● **WRITTEN PROBLEM**
Return every line in the material below that includes the word "shelf".
>> Begin SOURCE MATERIAL
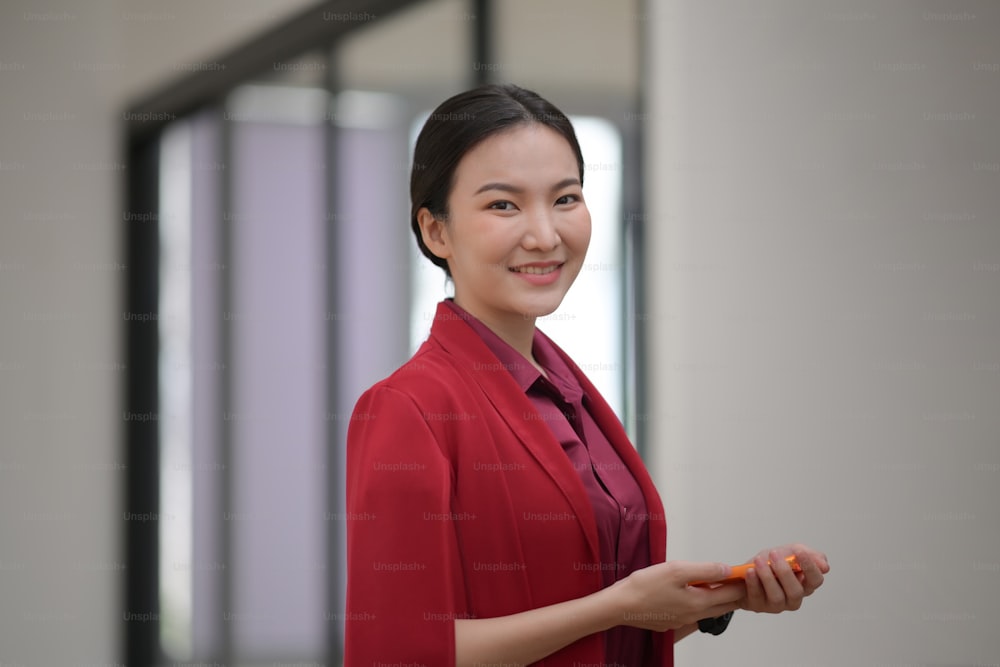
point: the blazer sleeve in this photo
(404, 582)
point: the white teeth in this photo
(538, 270)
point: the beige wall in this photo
(67, 70)
(825, 282)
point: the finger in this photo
(756, 597)
(773, 592)
(790, 584)
(812, 574)
(804, 553)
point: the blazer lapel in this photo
(460, 340)
(613, 430)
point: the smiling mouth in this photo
(536, 270)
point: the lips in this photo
(537, 268)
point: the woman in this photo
(499, 514)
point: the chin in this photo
(536, 310)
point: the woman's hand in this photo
(659, 598)
(776, 587)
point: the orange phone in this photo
(739, 573)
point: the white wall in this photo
(825, 281)
(67, 70)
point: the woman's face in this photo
(518, 228)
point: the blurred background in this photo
(792, 299)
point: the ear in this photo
(434, 233)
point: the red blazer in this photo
(462, 504)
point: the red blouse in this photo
(618, 502)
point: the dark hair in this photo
(456, 127)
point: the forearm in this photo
(683, 631)
(529, 636)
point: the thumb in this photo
(701, 573)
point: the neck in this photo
(519, 333)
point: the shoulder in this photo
(431, 376)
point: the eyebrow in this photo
(507, 187)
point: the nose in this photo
(540, 233)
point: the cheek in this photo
(582, 230)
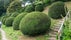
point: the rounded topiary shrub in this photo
(15, 6)
(3, 19)
(35, 23)
(29, 8)
(17, 21)
(14, 14)
(9, 21)
(39, 7)
(57, 10)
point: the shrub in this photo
(9, 21)
(15, 6)
(35, 23)
(17, 21)
(39, 7)
(14, 14)
(29, 8)
(57, 10)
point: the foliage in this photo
(17, 21)
(15, 6)
(35, 23)
(9, 21)
(57, 10)
(39, 7)
(66, 35)
(3, 19)
(2, 10)
(29, 8)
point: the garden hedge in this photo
(9, 21)
(35, 23)
(57, 10)
(29, 8)
(17, 21)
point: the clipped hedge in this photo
(35, 23)
(9, 21)
(17, 21)
(57, 10)
(29, 8)
(15, 6)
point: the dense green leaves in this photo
(17, 21)
(57, 10)
(35, 23)
(9, 21)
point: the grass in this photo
(11, 34)
(0, 35)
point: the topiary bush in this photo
(39, 7)
(9, 21)
(35, 23)
(29, 8)
(15, 6)
(57, 10)
(17, 21)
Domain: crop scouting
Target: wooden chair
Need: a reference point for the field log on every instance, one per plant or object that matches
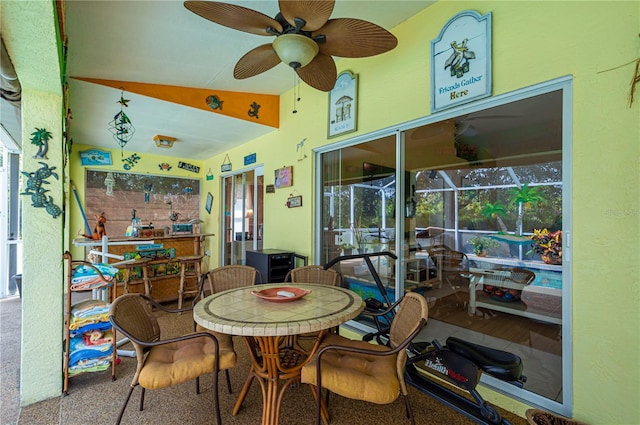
(450, 264)
(313, 274)
(166, 362)
(368, 372)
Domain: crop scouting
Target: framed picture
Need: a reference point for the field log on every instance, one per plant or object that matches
(207, 206)
(461, 61)
(294, 201)
(283, 177)
(343, 105)
(95, 157)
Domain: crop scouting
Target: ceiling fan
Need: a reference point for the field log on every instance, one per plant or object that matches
(306, 39)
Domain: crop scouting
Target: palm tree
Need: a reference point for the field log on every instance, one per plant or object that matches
(496, 211)
(41, 139)
(524, 197)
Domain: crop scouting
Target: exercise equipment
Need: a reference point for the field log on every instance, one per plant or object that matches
(458, 362)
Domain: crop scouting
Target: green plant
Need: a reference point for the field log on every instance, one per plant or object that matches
(497, 211)
(525, 197)
(547, 244)
(481, 244)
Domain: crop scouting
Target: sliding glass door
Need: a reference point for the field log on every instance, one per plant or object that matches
(477, 227)
(242, 215)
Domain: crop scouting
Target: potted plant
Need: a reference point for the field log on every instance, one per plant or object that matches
(347, 248)
(548, 245)
(481, 244)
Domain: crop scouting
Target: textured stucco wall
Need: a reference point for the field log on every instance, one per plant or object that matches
(29, 32)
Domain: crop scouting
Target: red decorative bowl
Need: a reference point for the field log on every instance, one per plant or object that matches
(281, 294)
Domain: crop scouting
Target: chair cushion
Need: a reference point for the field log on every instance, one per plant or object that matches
(354, 375)
(182, 361)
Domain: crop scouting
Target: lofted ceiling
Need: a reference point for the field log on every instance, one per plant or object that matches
(161, 42)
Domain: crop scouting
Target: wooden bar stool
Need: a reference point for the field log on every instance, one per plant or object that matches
(132, 276)
(189, 268)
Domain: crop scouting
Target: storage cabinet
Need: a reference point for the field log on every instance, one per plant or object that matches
(90, 340)
(162, 267)
(273, 264)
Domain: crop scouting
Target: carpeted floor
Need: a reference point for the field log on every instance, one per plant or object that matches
(96, 399)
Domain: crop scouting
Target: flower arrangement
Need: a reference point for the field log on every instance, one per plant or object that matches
(358, 234)
(548, 245)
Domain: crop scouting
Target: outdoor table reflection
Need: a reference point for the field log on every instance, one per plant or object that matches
(269, 329)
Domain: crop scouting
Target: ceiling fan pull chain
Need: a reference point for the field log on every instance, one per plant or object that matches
(296, 97)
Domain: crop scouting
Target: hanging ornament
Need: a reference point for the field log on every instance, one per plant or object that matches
(109, 181)
(121, 126)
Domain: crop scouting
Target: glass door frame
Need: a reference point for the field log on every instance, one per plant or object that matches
(257, 211)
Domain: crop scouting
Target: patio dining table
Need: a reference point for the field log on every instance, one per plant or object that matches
(269, 327)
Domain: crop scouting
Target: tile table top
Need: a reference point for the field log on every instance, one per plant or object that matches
(240, 312)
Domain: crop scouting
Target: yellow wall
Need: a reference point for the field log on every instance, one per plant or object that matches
(148, 164)
(533, 42)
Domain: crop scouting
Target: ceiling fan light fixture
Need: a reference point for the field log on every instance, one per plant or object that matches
(295, 50)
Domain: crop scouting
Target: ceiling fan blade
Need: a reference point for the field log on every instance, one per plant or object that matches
(233, 16)
(315, 13)
(256, 61)
(355, 38)
(320, 74)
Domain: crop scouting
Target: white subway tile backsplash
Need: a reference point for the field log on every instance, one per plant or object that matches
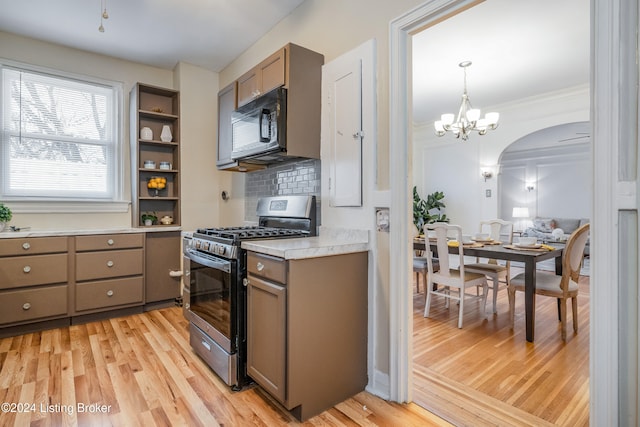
(302, 177)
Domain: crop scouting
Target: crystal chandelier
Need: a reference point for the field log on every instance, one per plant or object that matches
(468, 119)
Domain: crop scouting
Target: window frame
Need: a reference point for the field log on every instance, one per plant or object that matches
(115, 203)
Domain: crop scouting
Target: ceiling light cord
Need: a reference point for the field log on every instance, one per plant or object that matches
(103, 14)
(468, 119)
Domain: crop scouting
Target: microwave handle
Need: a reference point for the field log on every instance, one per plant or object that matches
(265, 133)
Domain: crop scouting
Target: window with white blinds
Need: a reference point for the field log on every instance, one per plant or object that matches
(59, 137)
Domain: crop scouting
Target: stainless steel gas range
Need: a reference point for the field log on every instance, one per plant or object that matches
(214, 292)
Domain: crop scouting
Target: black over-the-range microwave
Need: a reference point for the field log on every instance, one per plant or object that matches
(259, 128)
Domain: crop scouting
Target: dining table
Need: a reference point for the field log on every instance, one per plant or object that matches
(528, 256)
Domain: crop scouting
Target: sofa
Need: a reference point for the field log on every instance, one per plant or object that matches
(543, 229)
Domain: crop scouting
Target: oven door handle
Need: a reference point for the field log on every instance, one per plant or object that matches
(209, 262)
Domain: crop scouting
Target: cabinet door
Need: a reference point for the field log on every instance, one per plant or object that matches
(248, 86)
(271, 71)
(344, 98)
(226, 105)
(162, 266)
(266, 335)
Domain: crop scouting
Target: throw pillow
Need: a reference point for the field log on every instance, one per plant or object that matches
(542, 224)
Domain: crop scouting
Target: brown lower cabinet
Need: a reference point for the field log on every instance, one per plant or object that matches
(55, 281)
(307, 329)
(162, 268)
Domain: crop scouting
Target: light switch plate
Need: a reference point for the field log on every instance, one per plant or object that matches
(382, 219)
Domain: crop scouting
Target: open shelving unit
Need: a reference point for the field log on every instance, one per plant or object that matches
(155, 107)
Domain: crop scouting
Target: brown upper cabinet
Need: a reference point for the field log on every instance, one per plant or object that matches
(267, 75)
(295, 68)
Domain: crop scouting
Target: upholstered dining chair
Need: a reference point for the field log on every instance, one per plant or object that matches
(421, 269)
(448, 277)
(499, 231)
(560, 287)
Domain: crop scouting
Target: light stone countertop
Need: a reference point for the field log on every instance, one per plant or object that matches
(8, 234)
(329, 242)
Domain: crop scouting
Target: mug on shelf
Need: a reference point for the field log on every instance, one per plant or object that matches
(146, 133)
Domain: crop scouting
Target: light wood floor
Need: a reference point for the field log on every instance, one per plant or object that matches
(141, 370)
(486, 374)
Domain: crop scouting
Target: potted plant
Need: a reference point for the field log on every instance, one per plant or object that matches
(5, 216)
(149, 218)
(428, 211)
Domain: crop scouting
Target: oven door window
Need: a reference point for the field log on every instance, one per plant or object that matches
(211, 296)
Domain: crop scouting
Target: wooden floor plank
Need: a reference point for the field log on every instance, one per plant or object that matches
(143, 366)
(545, 382)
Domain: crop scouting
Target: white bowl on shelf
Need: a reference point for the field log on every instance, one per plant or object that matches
(146, 133)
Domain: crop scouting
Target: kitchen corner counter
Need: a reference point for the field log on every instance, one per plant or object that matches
(8, 234)
(329, 242)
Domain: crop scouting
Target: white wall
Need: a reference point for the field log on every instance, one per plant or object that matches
(437, 159)
(201, 182)
(560, 177)
(333, 27)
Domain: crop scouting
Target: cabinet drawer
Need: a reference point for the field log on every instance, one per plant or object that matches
(109, 241)
(106, 264)
(33, 303)
(32, 270)
(33, 245)
(109, 293)
(266, 266)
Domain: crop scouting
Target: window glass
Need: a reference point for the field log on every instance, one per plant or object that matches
(59, 137)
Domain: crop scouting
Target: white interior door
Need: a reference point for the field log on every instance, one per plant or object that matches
(345, 104)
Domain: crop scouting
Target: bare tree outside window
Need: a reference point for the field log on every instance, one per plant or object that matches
(58, 138)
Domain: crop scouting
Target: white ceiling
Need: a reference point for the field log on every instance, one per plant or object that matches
(518, 49)
(206, 33)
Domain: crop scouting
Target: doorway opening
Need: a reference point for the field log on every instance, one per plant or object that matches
(442, 379)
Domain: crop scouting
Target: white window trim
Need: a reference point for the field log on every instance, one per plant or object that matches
(118, 203)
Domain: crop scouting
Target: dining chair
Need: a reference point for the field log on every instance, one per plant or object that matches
(447, 276)
(499, 231)
(421, 269)
(561, 287)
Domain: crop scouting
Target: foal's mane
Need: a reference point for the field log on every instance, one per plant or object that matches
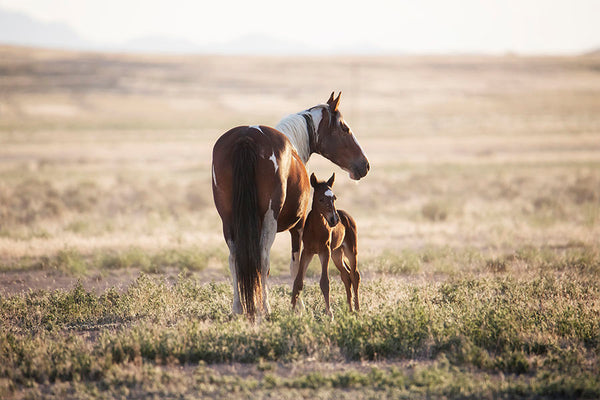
>> End SOURCE MATERIAL
● **SOLUTION BELOW**
Target: mug on shelf
Target: white bowl on shelf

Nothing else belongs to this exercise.